(Provided text):
_ _ _
2016-0054 Nonprecedential Processed

Kulick's, Inc. v. Town of Winchester

Supreme Court of New Hampshire · Filed September 16, 2016

Opinion text

THE STATE OF NEW HAMPSHIRE

SUPREME COURT

In Case No. 2016-0054, Kulick's, Inc. v. Town of
Winchester, the court on September 16, 2016, issued the
following order:

Having considered the briefs and record submitted on appeal, we conclude
that oral argument is unnecessary in this case. See Sup. Ct. R. 18(1). We affirm.

The petitioner, Kulick’s, Inc. (abutter), appeals an order of the Superior
Court (Kissinger, J.) upholding a decision by the planning board (board) of the
respondent, the Town of Winchester (town), to approve a site plan submitted by
the intervenor, S.S. Baker’s Realty Co., LLC (applicant). The abutter contends
that the trial court erred because: (1) the site plan did not constitute a material
change from a prior site plan, which the board had rejected; (2) the board
imposed an illegal condition subsequent; (3) the applicant’s special exception had
expired; (4) the board improperly granted the applicant two waivers from the
town’s site plan regulations; and (5) the applicant’s storm water management
plan violated the town’s storm water management regulations.
_ _ _
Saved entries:
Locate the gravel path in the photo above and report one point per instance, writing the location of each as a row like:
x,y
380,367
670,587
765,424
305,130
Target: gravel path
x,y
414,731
_ _ _
(What to work on):
(A) Reproduce the entire court order word for word.
(B) Rewrite all of the entries with "gravel path" changed to "paved walkway" throughout, leaving everything else as it is.
The court order and the saved entries bear no relation to one another.

(Per-task answers):
(A)
2016-0054 Nonprecedential Processed

Kulick's, Inc. v. Town of Winchester

Supreme Court of New Hampshire · Filed September 16, 2016

Opinion text

THE STATE OF NEW HAMPSHIRE

SUPREME COURT

In Case No. 2016-0054, Kulick's, Inc. v. Town of
Winchester, the court on September 16, 2016, issued the
following order:

Having considered the briefs and record submitted on appeal, we conclude
that oral argument is unnecessary in this case. See Sup. Ct. R. 18(1). We affirm.

The petitioner, Kulick’s, Inc. (abutter), appeals an order of the Superior
Court (Kissinger, J.) upholding a decision by the planning board (board) of the
respondent, the Town of Winchester (town), to approve a site plan submitted by
the intervenor, S.S. Baker’s Realty Co., LLC (applicant). The abutter contends
that the trial court erred because: (1) the site plan did not constitute a material
change from a prior site plan, which the board had rejected; (2) the board
imposed an illegal condition subsequent; (3) the applicant’s special exception had
expired; (4) the board improperly granted the applicant two waivers from the
town’s site plan regulations; and (5) the applicant’s storm water management
plan violated the town’s storm water management regulations.

(B)
Locate the paved walkway in the photo above and report one point per instance, writing the location of each as a row like:
x,y
380,367
670,587
765,424
305,130
Target: paved walkway
x,y
414,731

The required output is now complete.